Assalamu alaikum….assalamu alaikum
(sahut kami dari luar pagar, setelah sekitar
3 menit terdengar sahutan)
“oh iya ada apa nak?”
“Bisa kami mewancarai bapak selaku
pengrajin….?”
“oh iya tunggu sebentar”
Tampaknya kedatangan kami di
suatu sore sekitar pukul 15:50 WITA tanggal 16/3/2015 itu “mengganggu”
istirahat siang-sore bapak ini. Ini terlihat ketika raut muka bapak tersebut
nampak, sepertinya beliau terbangun dari istirahat siang-sorenya. Konsekuensi
bagi kami ya pastilah kena tegur. Tetapi setelah sahutan hangat itu kami dengar,
legalah dugaan marah tersebut menjadi semangat optimistik kembali.
Setelah itu dibukakannya kami
pagar, dipersilahkannya kami masuk dan duduk di teras. Kamipun mulai
memperkenalkan diri dan tujuan kedatangan kami, beliau memperhatikan dengan
seksama. Sempat kami berpikir akan mengeluarkan kertas “sakti” (kertas surat
keterangan penelitian) kalau saja beliau masih meragukan atau was-was dua orang
tak dikenalnya sekarang duduk di terasnya. Tetapi belum sempat kami
mengeluarkan kertas, beliau menawarkan untuk masuk ke workshop dan melakukan aktivitas wawancara sekaligus melihat proses
pembuatannya.
Peneliti Diperlakukan
Sebelumnya, bagi warga kota pada
umumnya, rasa was-was, curigaan, sambutan dingin atau sampai pura-pura tidak
mendengar ada orang menyaut di depan pagarnya adalah hal yang biasa. Saya tidak
mengetahui apakah ini watak/kebiasaan orang kota dalam melihat sinisnya manusia
baru yang dikenalnya ataukah sebuah sikap yang ingin memproteksi dari
kejahatan-kejahatan perkotaan yang marak terjadi. Ataukah memang di kota
Makassar kepercayaan dan kohesi sosial sudah sangat renggangnya.
Bagi periset lapangan pastilah
hal ini (awal mengintroduksi diri pada orang yang baru) mempunyai seninya
tersendiri yaitu teknik – pendekatan yang digunakan yang sangat situasional.
Tidak jarang saya dikira peminta sumbangan, ada juga suatu waktu saya
di-introgasi layaknya tahanan. Tapi tak apalah, ini memang yang harus dijalani.

■ ■ ■ ■ ■

=== SOAL LATIHAN 1 ===
Pada catatan, mulailah dari baris pertama dan berhentilah setelah baris yang memuat "183], [639, 40, 653, 197]]". Ganti nama "navy blue jacket" menjadi "dark blue jacket" di baris-baris itu, lalu tuliskan kembali tanpa perubahan lain.

■ ■ ■ ■ ■

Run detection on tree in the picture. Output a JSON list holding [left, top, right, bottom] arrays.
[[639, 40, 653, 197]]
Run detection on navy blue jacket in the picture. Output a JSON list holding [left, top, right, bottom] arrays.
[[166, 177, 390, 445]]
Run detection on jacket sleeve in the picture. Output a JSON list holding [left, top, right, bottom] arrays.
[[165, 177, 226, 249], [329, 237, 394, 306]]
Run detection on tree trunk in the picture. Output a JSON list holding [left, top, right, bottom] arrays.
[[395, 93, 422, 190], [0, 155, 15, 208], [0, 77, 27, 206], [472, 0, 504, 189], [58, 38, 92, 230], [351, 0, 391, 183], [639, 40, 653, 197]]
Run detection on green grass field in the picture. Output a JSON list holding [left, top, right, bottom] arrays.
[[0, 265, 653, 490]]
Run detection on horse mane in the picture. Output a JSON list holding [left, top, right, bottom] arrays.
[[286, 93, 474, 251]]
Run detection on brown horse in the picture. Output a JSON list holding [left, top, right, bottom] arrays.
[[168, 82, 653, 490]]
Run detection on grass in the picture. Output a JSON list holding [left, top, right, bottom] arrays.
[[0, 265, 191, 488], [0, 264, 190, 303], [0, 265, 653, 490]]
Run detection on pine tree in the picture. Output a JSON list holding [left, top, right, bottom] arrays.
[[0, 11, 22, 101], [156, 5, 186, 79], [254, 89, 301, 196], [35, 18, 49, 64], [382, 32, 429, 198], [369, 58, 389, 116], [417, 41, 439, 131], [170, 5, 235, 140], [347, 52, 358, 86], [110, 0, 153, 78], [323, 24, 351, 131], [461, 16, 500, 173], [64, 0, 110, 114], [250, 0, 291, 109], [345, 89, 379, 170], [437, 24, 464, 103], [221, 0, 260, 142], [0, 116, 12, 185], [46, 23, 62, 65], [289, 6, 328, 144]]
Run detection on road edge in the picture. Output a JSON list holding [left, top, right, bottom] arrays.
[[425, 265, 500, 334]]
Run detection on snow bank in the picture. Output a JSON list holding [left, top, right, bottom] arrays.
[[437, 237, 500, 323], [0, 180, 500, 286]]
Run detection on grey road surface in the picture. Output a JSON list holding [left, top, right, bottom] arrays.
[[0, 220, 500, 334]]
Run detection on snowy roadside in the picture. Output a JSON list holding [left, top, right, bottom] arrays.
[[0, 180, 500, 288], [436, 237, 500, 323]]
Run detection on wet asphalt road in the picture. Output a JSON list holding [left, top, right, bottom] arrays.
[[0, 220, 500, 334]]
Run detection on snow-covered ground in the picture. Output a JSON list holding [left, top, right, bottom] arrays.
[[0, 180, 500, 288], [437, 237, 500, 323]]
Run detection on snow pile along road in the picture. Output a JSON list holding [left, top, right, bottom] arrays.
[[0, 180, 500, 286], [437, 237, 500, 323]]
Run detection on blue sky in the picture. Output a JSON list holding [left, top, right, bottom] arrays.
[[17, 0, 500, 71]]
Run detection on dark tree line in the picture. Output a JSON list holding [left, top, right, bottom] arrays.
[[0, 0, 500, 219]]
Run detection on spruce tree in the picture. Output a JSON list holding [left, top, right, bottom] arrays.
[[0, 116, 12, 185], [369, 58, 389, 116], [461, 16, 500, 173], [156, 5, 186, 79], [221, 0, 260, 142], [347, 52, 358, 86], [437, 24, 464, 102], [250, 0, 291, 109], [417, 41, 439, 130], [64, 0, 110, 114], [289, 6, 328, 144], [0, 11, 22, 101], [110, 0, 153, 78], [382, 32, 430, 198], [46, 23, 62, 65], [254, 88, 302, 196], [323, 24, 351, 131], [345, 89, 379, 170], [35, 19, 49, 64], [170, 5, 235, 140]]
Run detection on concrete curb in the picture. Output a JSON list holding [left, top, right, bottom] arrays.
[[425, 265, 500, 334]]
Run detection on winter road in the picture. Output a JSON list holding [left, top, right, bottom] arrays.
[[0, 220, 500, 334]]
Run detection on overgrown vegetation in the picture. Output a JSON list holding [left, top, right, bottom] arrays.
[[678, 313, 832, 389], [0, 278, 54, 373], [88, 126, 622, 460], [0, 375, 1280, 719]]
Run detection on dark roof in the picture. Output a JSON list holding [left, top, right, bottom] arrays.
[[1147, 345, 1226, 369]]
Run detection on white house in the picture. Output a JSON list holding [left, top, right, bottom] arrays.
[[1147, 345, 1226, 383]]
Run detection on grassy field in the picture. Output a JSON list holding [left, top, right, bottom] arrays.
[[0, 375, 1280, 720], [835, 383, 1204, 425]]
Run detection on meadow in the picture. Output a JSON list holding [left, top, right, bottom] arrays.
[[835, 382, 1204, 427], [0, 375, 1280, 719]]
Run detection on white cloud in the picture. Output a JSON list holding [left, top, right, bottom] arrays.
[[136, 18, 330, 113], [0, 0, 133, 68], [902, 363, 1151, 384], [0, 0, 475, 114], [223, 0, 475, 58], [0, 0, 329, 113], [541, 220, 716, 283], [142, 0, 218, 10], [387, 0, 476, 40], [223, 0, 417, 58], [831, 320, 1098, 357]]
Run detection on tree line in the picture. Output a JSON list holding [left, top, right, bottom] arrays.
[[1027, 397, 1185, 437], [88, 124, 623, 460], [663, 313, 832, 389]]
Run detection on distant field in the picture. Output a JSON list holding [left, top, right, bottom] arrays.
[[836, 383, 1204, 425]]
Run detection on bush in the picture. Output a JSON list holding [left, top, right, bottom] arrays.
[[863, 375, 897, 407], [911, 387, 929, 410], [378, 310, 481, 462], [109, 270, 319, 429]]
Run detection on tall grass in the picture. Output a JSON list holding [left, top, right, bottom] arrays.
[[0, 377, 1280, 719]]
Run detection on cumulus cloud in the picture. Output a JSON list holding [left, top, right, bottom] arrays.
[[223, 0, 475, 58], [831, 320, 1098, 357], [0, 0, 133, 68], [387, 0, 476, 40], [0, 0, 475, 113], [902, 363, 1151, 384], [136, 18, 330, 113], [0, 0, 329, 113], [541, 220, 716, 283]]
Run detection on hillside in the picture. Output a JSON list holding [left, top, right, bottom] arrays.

■ ■ ■ ■ ■

=== SOAL LATIHAN 2 ===
Teruskan kutipan tentang kunjungan peneliti lapangan ke rumah seorang pengrajin di Makassar, mulai setelah kalimat terakhirnya.

=== JAWABAN LATIHAN 1 ===
Run detection on tree in the picture. Output a JSON list holding [left, top, right, bottom] arrays.
[[639, 40, 653, 197]]
Run detection on dark blue jacket in the picture. Output a JSON list holding [left, top, right, bottom] arrays.
[[166, 177, 390, 445]]
Run detection on jacket sleeve in the picture. Output a JSON list holding [left, top, right, bottom] arrays.
[[165, 177, 226, 249], [329, 237, 394, 306]]
Run detection on tree trunk in the picture. Output a JSON list holding [left, top, right, bottom] arrays.
[[395, 93, 422, 190], [0, 155, 15, 208], [0, 77, 27, 206], [472, 0, 504, 189], [58, 38, 92, 230], [351, 0, 391, 183], [639, 40, 653, 197]]

=== JAWABAN LATIHAN 2 ===
Inilah proses dan seninya, memperkenalkan diri membangun kepercayaan/trust building kepada narasumber. Ditolakpun
buka suatu kata yang tabu dan baru.
Melanjutkan Interview
Tetapi keramahan bapak ini
sesuatu, mungkin karena beliau sudah terbiasa ketemu dengan orang baru atau
yang menjadi pelanggannya atau memang pembawaan/karakter yang terbuka/open sejak dulu. Citra yang pertama dari bapak ini menurut kami sangat kooperatif.
Biasanya orang yang tidak kooperatif walaupun penuh skill/skillful apalagi di tambah ciri khas “koro-koroang” akan mendapati
rejeki dan relasi yang terisolasi.
Sambil menyelesaikan pesanan
perahu pinisi dari perak, kami dipersilahkan untuk bertanya dan mengamati.
Wawancarapun berjalan mulus di dalam workshop
ukuran sekitar 3 x 3 meter beralamat Jl. Borong Dalam RW 2 Batua.
Nama bapak ini ialah Makmur Dg.
Serang. Beliau telah menjadi pengrajin
perak sejak tahun 1975. “Sekitar tahun itu (1970an) boleh dikata 80% penduduk
sini pengrajin emas dan perak. Semenjak krisis ekonomi dan turunnya Soeharto
pengrajin mulai berkurang” kata Dg. Serang. Umur beliau sekarang 50an tahun,
dapat dikatakan sebelum menginjak usia 20 tahun beliau telah menjadi pengrajin
perak.
Beliau menjelaskan bahwa alat
produksinya merupakan warisan dari pamannya/om seperti pompa, pipa dan
gilingan. “Lebih dulu dari alat ini, dulu bukan pompa yang dipakai untuk
menyolder tetapi ditiup pake timburung. Oleh karenanya setiap mau buat harus
pake nafas panjang dulu” kelakarnya. “Dulu juga tidak pakai gilingan seperti
ini (sambil menunjuk peralatan) tetapi dipakai palu-palu untuk menggepengkan
perak. Dulu juga untuk kasi memanjang perak ditarik-tarik saja” kata Dg.
Serang. Alih teknologi yang terjadi yaitu dari alat yang ditiup menjadi pompa
untuk menyolder dengan bahan bakar bensin, palu-palu menjadi gilingan untuk
menggepengkan perak dan terdapat alat untuk memanjangkan perak. Alih Teknologi
yang sejak tahun 1970an – 1980an ini bagi Dg. Serang sudah mentok sampai
disitu, tak ada kebaruan lagi.
Seingat beliau masa ke-perak-an
dan ke-emas-an itu awal tahun 1990an. Mengapa dikatakan masa keperakan dan
keemasan yaitu ditahun tersebut banyak
pesanan, oleh karenanya banyak pengrajin dan pengrajin dapat mengerjakan baik
perak maupun emas. “Karena rame-ramenya masa itu terdapat perkumpulan walaupun
tidak ada namanya. Saking banyaknya kerja dulu enak rame, tidak dirasa sampai
larut malam” romantisme Dg. Serang.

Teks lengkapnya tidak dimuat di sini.